++++ Data supplied ++++

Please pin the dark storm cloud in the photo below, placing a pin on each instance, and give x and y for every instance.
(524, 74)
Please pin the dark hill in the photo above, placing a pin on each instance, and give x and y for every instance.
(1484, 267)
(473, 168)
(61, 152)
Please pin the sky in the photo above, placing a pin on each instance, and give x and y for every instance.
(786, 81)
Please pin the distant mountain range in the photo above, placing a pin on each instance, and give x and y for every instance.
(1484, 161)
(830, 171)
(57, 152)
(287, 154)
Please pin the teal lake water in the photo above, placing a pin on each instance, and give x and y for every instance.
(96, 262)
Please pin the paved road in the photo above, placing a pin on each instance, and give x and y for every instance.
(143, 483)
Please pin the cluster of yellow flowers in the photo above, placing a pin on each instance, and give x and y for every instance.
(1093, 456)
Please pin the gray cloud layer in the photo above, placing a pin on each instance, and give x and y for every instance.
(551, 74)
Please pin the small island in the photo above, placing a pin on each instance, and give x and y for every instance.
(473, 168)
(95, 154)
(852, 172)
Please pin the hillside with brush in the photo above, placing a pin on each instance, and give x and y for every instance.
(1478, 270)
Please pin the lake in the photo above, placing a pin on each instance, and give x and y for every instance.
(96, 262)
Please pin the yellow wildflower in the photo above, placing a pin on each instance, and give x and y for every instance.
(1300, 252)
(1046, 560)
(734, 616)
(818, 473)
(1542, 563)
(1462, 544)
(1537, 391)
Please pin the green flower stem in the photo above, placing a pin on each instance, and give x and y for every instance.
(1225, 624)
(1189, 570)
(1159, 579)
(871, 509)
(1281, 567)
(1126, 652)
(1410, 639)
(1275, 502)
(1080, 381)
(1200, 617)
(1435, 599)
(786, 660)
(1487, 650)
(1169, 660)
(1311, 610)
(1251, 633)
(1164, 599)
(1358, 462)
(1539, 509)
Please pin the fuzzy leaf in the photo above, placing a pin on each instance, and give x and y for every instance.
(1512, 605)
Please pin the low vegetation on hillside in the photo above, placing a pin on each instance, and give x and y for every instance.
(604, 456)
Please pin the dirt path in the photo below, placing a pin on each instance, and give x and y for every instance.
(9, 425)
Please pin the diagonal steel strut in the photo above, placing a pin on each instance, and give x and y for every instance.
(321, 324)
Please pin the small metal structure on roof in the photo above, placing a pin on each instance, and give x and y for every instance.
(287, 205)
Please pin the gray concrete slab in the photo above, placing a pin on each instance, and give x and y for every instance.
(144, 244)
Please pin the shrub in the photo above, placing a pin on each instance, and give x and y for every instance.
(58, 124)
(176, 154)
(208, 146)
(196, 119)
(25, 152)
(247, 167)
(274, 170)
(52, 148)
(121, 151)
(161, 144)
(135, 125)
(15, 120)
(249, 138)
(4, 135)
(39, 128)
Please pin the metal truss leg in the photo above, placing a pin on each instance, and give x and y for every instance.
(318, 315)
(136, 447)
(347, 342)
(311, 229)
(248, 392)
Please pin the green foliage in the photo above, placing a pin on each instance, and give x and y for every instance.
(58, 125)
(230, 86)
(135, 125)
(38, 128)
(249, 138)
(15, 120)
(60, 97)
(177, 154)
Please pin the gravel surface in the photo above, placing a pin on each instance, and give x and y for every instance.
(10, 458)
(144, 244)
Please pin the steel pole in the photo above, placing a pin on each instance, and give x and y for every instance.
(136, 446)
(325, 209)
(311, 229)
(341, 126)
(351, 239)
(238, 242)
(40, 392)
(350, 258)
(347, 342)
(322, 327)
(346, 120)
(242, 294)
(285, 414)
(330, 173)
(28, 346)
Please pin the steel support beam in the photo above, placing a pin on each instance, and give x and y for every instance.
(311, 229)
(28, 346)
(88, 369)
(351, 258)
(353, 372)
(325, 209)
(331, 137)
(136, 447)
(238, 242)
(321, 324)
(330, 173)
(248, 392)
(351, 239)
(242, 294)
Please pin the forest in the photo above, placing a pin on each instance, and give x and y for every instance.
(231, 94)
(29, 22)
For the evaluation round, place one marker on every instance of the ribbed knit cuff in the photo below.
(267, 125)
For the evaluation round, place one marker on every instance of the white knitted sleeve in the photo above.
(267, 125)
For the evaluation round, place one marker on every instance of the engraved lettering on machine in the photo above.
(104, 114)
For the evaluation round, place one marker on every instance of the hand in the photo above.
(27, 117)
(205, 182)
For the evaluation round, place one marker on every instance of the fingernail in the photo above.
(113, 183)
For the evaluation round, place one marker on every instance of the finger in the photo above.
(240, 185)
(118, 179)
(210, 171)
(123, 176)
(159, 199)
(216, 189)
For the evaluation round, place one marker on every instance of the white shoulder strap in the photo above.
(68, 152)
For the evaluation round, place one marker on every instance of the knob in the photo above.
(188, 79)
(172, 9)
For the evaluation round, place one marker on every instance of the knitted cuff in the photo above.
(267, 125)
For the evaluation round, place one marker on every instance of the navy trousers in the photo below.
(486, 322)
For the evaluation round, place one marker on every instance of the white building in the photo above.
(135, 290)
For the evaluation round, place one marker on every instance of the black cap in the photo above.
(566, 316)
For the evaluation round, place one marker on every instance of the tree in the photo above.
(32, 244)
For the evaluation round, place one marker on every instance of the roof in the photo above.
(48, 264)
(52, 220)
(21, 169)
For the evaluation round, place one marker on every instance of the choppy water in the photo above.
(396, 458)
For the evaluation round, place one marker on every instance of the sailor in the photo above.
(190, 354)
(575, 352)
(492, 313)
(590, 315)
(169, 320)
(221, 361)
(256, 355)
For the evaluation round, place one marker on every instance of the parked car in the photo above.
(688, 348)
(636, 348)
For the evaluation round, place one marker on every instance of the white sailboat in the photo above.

++++

Problem statement » The answer consists only of the lines from the one containing "cap in the photo above." to the end of the records, each written out exactly.

Result for this exercise »
For the evaluation round, place one marker on every instance of the black cap in the photo above.
(566, 316)
For the evaluation round, place one marker on every instance of the tree in the photo above.
(32, 244)
For the evaluation round, place one marker on every instance of the roof in the photo above.
(48, 264)
(52, 220)
(21, 169)
For the evaluation round, place one marker on every instance of the choppy water in the photo above.
(396, 458)
For the evaluation round, place one marker on every instance of the sailor in the photo above.
(190, 354)
(575, 352)
(492, 313)
(590, 315)
(169, 320)
(221, 361)
(256, 355)
For the evaluation round, place one marker on every instance of the parked car in the photo above.
(688, 348)
(636, 348)
For the evaluation round, place one marker on every instance of the white sailboat in the photo above.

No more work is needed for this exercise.